DATASET RECORDS:
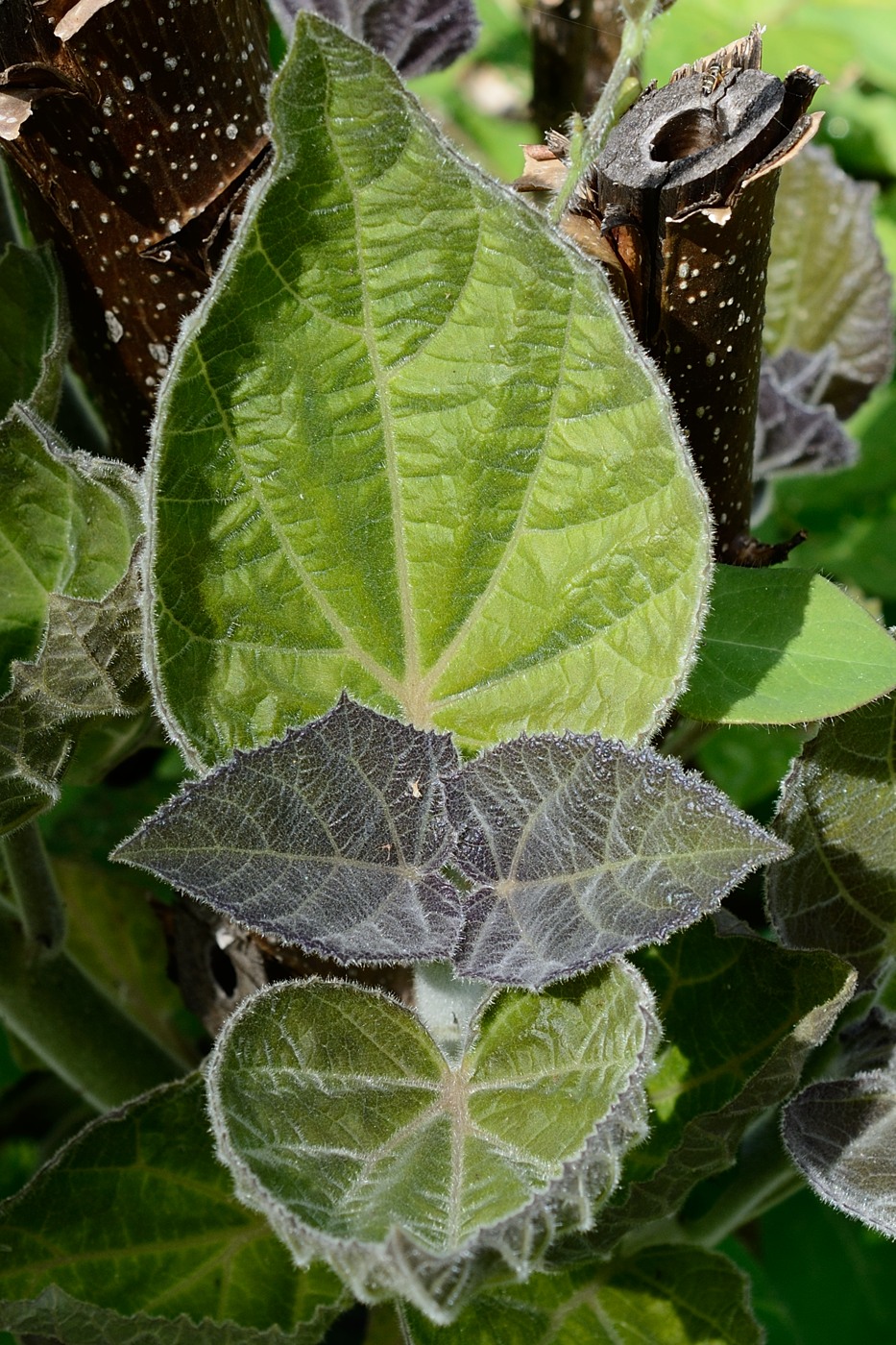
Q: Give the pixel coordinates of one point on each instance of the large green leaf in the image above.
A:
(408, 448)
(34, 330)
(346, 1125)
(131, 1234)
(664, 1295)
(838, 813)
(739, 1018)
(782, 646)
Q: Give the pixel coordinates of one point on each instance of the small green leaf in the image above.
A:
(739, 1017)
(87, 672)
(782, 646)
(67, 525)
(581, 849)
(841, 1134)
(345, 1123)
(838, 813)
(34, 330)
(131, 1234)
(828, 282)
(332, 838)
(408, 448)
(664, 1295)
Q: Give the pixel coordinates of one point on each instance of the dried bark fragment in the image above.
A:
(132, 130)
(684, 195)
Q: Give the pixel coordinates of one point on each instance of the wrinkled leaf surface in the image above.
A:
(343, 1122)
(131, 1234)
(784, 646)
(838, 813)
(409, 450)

AIM:
Print each line of the material above exactly, with the pictures removed from your copy.

REPLY:
Q: Give the pixel coordinates of one point on each instance of the large green leaf in the image above.
A:
(408, 448)
(34, 330)
(346, 1125)
(131, 1234)
(664, 1295)
(838, 813)
(739, 1018)
(782, 646)
Q: Give the pixel coordinates of one point on each instance of the small green leaf in the image above.
A:
(739, 1017)
(87, 672)
(782, 646)
(67, 525)
(581, 849)
(841, 1134)
(345, 1123)
(838, 813)
(34, 330)
(131, 1234)
(828, 282)
(332, 838)
(408, 448)
(664, 1295)
Q: Give the pixel coordinates of one point on each instance of the dried bark fragment in the image above.
A:
(132, 130)
(684, 195)
Q: Give the pixel coordinates of one point on each instance of the wrinkled leaf surface in the image above.
A:
(343, 1122)
(131, 1234)
(784, 646)
(838, 813)
(409, 450)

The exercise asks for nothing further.